** Fragmento seleccionado **
---
Quienes le votaron la pasada vez y han vuelto a votarle más masivamente todavía –unos 71 millones en total en esta ocasión– algo que a la mayoría de los europeos no deja de extrañarnos; no son simples electores, sino “fans”, como esos seguidores entusiastas de un equipo de fútbol, al que están dispuesto a perdonarle cualquier cosa.

Muchos de sus votantes se identifican, es cierto, con su estilo brutal, con su grosería, sus continuos insultos al adversario político y a los periodistas, con su anti-intelectualismo, su misoginia o su profundo racismo, porque sienten que aquél está a su nivel, que es, pese a sus millones, uno de ellos. Otros le votan aunque tengan que taparse la nariz porque comulgan con su feroz individualismo y una política económica que sólo distingue entre ganadores y perdedores.

Trump ha sabido crear, desde que lanzó su primera campaña, una coalición de trabajadores industriales blancos, demasiado tiempo olvidados –todo hay que decirlo por los demócratas, preocupados más bien últimamente de cuestiones identitarias–, de conservadores evangélicos, que creen en el creacionismo y en la proximidad del fin de los tiempos –de ahí su decidido apoyo al Estado de Israel–, y también de agricultores, de gentes que viven en los Estados básicamente rurales del centro de ese inmenso país.

A los que hay que sumar también una minoría de afroamericanos que sigue confiando en él pese a su flagrante racismo y muchos latinoamericanos, sobre todo los del exilio cubano, venezolano o nicaragüense, que, procedentes muchos de ellos de las clases medias o adineradas de sus respectivos países, detestan también todo lo que pueda sonarles a socialismo aunque esté a miles de distancia de lo que ya conocen.

El multimillonario y evasor de impuestos Trump ha conseguido así convencer a millones de norteamericanos de que el Partido Demócrata es el del big money, de los negocios, al que apoyan los grandes medios de comunicación y las multinacionales tecnológicas de la costa Oeste del país, mientras que el Partido Republicano que él ahora representa es el de las clases medias y trabajadoras, perjudicadas por la globalización y los tratados de libre comercio firmados por sus predecesores.
---
** Tarea A **
Según el fragmento seleccionado, ¿cuántos votantes apoyaron a Trump en esta ocasión?

(Entradas de la colección)
---
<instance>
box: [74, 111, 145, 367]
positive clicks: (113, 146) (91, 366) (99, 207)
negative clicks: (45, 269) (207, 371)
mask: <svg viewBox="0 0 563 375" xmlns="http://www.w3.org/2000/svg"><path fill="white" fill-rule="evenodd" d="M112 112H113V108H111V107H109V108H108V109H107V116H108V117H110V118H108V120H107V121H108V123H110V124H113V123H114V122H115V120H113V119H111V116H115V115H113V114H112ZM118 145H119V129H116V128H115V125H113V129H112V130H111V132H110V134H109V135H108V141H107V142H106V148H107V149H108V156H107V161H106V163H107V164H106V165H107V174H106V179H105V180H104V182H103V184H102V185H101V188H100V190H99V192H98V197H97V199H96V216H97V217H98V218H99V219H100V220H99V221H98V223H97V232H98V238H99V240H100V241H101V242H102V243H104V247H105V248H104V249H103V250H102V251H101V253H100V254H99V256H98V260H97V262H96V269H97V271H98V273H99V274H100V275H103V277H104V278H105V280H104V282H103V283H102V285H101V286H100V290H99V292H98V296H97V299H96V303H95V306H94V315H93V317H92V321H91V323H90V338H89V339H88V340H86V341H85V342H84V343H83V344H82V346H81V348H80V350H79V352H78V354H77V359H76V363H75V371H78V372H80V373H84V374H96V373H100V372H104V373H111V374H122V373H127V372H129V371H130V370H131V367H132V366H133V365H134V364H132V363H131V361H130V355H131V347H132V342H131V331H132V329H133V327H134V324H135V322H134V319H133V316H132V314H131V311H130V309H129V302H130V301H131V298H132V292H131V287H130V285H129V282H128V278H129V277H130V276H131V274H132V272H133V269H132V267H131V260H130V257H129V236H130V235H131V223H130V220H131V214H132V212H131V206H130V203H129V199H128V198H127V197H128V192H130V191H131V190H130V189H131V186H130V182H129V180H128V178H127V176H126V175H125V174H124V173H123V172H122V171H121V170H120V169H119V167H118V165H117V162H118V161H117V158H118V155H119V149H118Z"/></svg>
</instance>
---
** Tarea B **
Por favor, transcribe tal cual todas las líneas del listado, de la primera a la última.

** Respuesta A **
Unos 71 millones en total.

** Respuesta B **
<instance>
box: [74, 111, 145, 367]
positive clicks: (113, 146) (91, 366) (99, 207)
negative clicks: (45, 269) (207, 371)
mask: <svg viewBox="0 0 563 375" xmlns="http://www.w3.org/2000/svg"><path fill="white" fill-rule="evenodd" d="M112 112H113V108H111V107H109V108H108V109H107V116H108V117H110V118H108V120H107V121H108V123H110V124H113V123H114V122H115V120H113V119H111V116H115V115H113V114H112ZM118 145H119V129H116V128H115V125H113V129H112V130H111V132H110V134H109V135H108V141H107V142H106V148H107V149H108V156H107V161H106V163H107V164H106V165H107V174H106V179H105V180H104V182H103V184H102V185H101V188H100V190H99V192H98V197H97V199H96V216H97V217H98V218H99V219H100V220H99V221H98V223H97V232H98V238H99V240H100V241H101V242H102V243H104V247H105V248H104V249H103V250H102V251H101V253H100V254H99V256H98V260H97V262H96V269H97V271H98V273H99V274H100V275H103V277H104V278H105V280H104V282H103V283H102V285H101V286H100V290H99V292H98V296H97V299H96V303H95V306H94V315H93V317H92V321H91V323H90V338H89V339H88V340H86V341H85V342H84V343H83V344H82V346H81V348H80V350H79V352H78V354H77V359H76V363H75V371H78V372H80V373H84V374H96V373H100V372H104V373H111V374H122V373H127V372H129V371H130V370H131V367H132V366H133V365H134V364H132V363H131V361H130V355H131V347H132V342H131V331H132V329H133V327H134V324H135V322H134V319H133V316H132V314H131V311H130V309H129V302H130V301H131V298H132V292H131V287H130V285H129V282H128V278H129V277H130V276H131V274H132V272H133V269H132V267H131V260H130V257H129V236H130V235H131V223H130V220H131V214H132V212H131V206H130V203H129V199H128V198H127V197H128V192H130V191H131V190H130V189H131V186H130V182H129V180H128V178H127V176H126V175H125V174H124V173H123V172H122V171H121V170H120V169H119V167H118V165H117V162H118V161H117V158H118V155H119V149H118Z"/></svg>
</instance>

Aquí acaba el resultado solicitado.